• _SELECTED EXCERPT_
»»

You are viewing a plain text version of this content. The canonical link for it is here.
Posted to dev@hive.apache.org by Edward Capriolo <ed...@gmail.com> on 2011/03/30 17:08:39 UTC

Jira issues

The number of open tickets keeps growing. Searching out keywords in
open issues is at this point very hard to do and real productivity
killer. I believe we should be much more pro-active about catching
issues as they open and routing them properly.

My comments on:

HIVE-2085 Document GenericUD(A|T)F.

This is the second ticket I have seen calling for "more
documentation". All tickets like these should be closed instantly
unless
1) User wants to write an xdoc or java doc and get it committed.
Otherwise user can update the wiki. There are many things that could
be documented "better" and having a ticket to remind us about each one
is not practical.

HIVE-2079 The warehouse directory shouldn't be 777'ed

We need to intercept these issues better and get better descriptions
of exactly what the person wants to do. Such as:
1) How does this currently work?
2) What would be better ?
3) What needs to be changed ?
4) What is the timeline ?

This will help the person get on the right track. It will also help us
figure out how actionable the issue is. As many of these tickets sound
nice, but some never come to fruition, then they sit indefinitely in
open state.

We need to be more aggressive in intercepting issues and not be afraid
to close them as LATER, WONT FIX. Otherwise we are never going to be
able to turn this around and the open issues are just going to keep
growing. Suggest users to the wiki for ROAD map or the IRC. So they
can discuss features before creating vague tickets.

««

• _LISTING_
»»

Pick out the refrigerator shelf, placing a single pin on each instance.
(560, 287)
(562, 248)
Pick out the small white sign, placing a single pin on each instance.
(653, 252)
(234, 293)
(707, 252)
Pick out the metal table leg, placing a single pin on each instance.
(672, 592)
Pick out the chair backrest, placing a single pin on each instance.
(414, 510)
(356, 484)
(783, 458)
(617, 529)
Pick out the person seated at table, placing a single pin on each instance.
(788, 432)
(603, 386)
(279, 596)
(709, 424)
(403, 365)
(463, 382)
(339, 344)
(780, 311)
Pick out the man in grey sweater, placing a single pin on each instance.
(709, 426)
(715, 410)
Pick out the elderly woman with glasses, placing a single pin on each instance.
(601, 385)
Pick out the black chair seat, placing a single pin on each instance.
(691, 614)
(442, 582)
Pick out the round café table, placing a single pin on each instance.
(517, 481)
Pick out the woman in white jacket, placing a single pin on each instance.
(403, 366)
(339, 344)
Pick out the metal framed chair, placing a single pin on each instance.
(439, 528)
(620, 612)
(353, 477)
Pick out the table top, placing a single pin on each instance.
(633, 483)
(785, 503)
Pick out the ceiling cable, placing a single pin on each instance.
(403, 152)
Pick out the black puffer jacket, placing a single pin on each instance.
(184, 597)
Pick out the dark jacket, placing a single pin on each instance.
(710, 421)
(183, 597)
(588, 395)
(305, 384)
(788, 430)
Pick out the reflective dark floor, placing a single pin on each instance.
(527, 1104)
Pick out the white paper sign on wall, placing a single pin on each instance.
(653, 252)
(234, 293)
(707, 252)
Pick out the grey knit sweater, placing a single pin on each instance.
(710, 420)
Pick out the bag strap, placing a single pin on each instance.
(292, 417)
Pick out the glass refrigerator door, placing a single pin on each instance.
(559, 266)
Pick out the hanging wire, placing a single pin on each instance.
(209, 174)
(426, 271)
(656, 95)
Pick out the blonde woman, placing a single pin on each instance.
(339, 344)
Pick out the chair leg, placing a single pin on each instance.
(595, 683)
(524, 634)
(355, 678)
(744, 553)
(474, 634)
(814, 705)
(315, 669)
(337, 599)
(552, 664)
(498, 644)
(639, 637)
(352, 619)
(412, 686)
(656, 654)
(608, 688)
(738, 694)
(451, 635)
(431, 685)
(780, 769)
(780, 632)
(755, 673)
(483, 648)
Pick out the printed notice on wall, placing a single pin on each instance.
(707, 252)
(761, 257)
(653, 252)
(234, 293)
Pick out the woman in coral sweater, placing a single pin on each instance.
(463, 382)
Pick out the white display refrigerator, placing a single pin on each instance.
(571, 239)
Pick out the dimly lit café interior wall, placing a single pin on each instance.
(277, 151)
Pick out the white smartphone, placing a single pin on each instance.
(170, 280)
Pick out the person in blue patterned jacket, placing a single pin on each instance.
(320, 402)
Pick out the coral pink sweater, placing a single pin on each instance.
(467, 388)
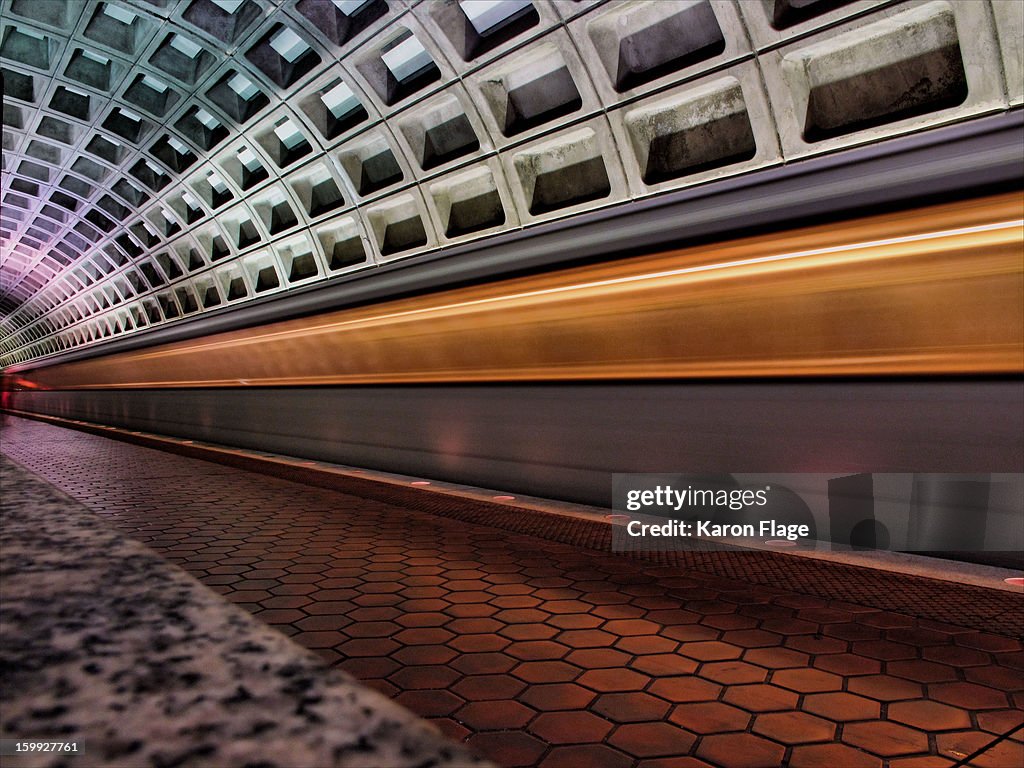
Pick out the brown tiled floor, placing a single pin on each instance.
(542, 653)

««

• _WHAT YOU NEED TO DO_
1 - In the post about Jira issues, which two resolutions does the writer say not to be afraid to close issues as?
2 - Carry on the mailing-list post about Jira issues from where it stops.

• _RESULTS OF THE TASKS_
1 - LATER and WONT FIX.

2 -
Edward

Re: Jira issues

Posted by Edward Capriolo <ed...@gmail.com>.
On Wed, Mar 30, 2011 at 11:59 AM, Lars Francke <la...@gmail.com> wrote:
>> HIVE-2085 Document GenericUD(A|T)F.
>>
>> This is the second ticket I have seen calling for "more
>> documentation". All tickets like these should be closed instantly
>> unless
>>
>> 1) User wants to write an xdoc or java doc and get it committed.
>> Otherwise user can update the wiki. There are many things that could
>> be documented "better" and having a ticket to remind us about each one
>> is not practical.
>
> This is not a case of "better" documentation because there is
> virtually no documentation at all for this feature. And I can't create
> a patch for this because I just don't know enough.
>
> It is my opinion that if you close these kinds of tickets then every
> new feature that gets committed should only be allowed with
> accompanying documentation because otherwise all these features will
> be useless to most people who learn about Hive from the documentation
> and are unaware of them. In this case those issues should probably be
> assigned to whoever implemented the feature.
>
>> We need to be more aggressive in intercepting issues and not be afraid
>> to close them as LATER, WONT FIX. Otherwise we are never going to be
>> able to turn this around and the open issues are just going to keep
>> growing. Suggest users to the wiki for ROAD map or the IRC. So they
>> can discuss features before creating vague tickets.
>
> I also don't agree here. Other projects encourage these kinds of
> issues and are doing fine with them. It is always easy to filter out
> Documentation issues once they are in the correct category. These
> kinds of issues are also a helpful resource for those searching for
> others having the same problem even if there's no fix available or no
> one working on it.
>
> I obviously say this as a non-committer and while I love the progress
> Hive is making and I'm very thankful for all the work going on I as a
> user would wish for more and better documentation over new features
> sometimes. I firmly believe this would also help attracting new
> developers to help out. The code base isn't the easiest to understand
> either when starting from scratch.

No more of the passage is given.